=== Begin Enclosure ===
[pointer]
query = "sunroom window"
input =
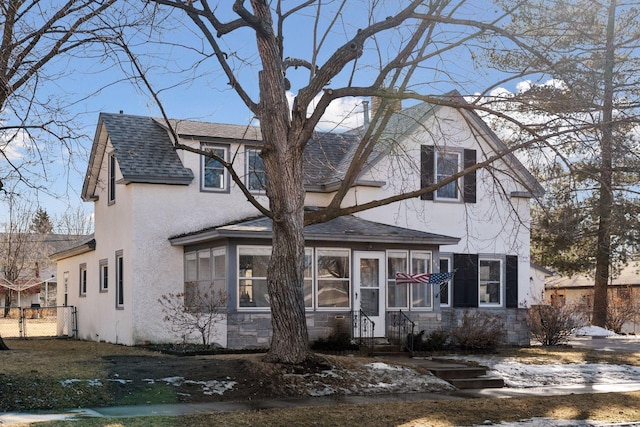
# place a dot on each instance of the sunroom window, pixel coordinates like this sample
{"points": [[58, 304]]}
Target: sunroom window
{"points": [[397, 294], [333, 281], [421, 292]]}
=== End Enclosure ===
# WORK TO COMPLETE
Could you print all of the entries exactly, skipping the images?

# EXERCISE SOLUTION
[pointer]
query = "sunroom window"
input =
# place a dot on each instance of the sunroom window, pixel coordinates like this sample
{"points": [[58, 304]]}
Target: sunroom window
{"points": [[397, 294], [333, 281], [421, 292]]}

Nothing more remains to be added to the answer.